Could you show every line of the listing below that contains the string "cloud"? Case counts.
═══ Records ═══
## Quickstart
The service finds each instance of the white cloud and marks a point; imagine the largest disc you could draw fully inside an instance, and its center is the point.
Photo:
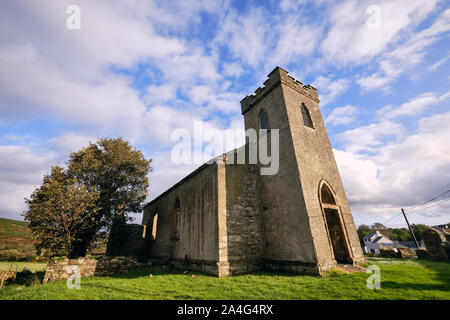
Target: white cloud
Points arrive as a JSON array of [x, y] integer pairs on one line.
═══
═══ Records ═══
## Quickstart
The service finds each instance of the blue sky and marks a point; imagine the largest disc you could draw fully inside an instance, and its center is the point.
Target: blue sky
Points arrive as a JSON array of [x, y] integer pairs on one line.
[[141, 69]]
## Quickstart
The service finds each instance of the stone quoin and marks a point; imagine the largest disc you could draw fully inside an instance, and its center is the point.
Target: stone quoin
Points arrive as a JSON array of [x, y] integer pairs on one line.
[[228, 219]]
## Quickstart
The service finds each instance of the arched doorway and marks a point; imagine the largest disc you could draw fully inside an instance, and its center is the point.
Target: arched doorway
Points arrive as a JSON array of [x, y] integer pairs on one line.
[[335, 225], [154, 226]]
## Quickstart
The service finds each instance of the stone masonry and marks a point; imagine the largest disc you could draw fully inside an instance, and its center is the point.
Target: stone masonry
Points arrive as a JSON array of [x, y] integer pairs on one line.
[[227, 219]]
═══
** Result below **
The service finds each instance of the white cloud and marks a point; imagine the largest disc you could draw fully inside an instance, and its center is the point.
Target: white cloud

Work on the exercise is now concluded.